[Referring expression data]

============================================================

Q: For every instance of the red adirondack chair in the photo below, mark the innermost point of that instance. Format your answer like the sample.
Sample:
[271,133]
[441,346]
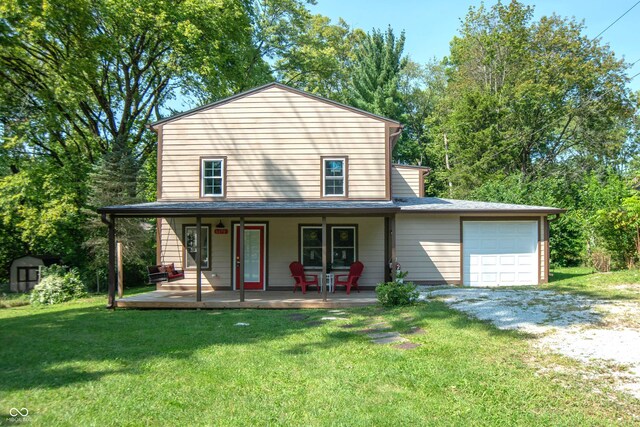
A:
[355,271]
[302,280]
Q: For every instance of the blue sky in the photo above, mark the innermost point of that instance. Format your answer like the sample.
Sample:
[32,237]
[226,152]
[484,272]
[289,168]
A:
[431,24]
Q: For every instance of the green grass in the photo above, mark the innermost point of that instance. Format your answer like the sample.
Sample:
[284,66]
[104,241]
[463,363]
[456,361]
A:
[620,285]
[13,299]
[79,364]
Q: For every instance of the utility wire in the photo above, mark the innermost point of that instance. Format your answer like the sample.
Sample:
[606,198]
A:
[619,18]
[483,160]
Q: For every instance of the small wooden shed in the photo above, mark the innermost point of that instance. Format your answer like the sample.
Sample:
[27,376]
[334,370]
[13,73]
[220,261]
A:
[25,271]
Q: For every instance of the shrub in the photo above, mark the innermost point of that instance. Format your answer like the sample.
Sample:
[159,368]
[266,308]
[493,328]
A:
[391,294]
[58,285]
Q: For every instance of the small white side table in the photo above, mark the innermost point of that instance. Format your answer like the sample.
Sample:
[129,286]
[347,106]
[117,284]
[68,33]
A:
[329,281]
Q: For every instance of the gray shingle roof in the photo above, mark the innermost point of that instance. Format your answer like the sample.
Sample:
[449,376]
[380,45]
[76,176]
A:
[438,205]
[255,208]
[399,205]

============================================================

* **EXERCISE AIM**
Transcribe the records above verbatim. Do not carry over any picture.

* **RESULT**
Q: For every instance of the red adirondack chair in the photo below, mark the innermost point of that instance. Format your answer like the sample.
Sample:
[271,133]
[441,346]
A:
[355,271]
[302,280]
Q: For every instance of the blue sky in the photo above, mark the innermost point of that instance. Format your answer like the sample.
Sample:
[32,237]
[226,152]
[484,272]
[289,168]
A:
[431,24]
Q: For every instance of the green grass in the photo above, mark the innermost point of that instance. Format your answer like the sample.
Sample:
[284,66]
[104,241]
[463,363]
[456,361]
A:
[620,285]
[13,299]
[79,364]
Q: For every instance of the utility wire in the photo above, mark the innermost point of that instance. Format your answer like the sample.
Sample:
[606,198]
A:
[619,18]
[483,160]
Q: For every instance of the small wooden shed in the photo above, mark the innermost point of that instance. Format your answer like the sample.
Sample:
[27,376]
[334,370]
[13,73]
[220,261]
A:
[25,271]
Q: For every instance of the shrub in the photo above, mark the innermost point of that instance. Format your answer like the sample.
Sample:
[159,368]
[266,308]
[493,328]
A:
[391,294]
[58,285]
Q: For every instance of the small white side table in the photo above, mark the innermost point of that instance. Format your answer like the sample.
Sample:
[129,286]
[347,106]
[117,284]
[68,33]
A:
[329,281]
Q: For every instance of the gray shingle roof in the photo above, mark the innermost point of that instance. Format your answer like the sample.
Sample:
[449,376]
[380,45]
[76,176]
A:
[438,205]
[255,208]
[399,205]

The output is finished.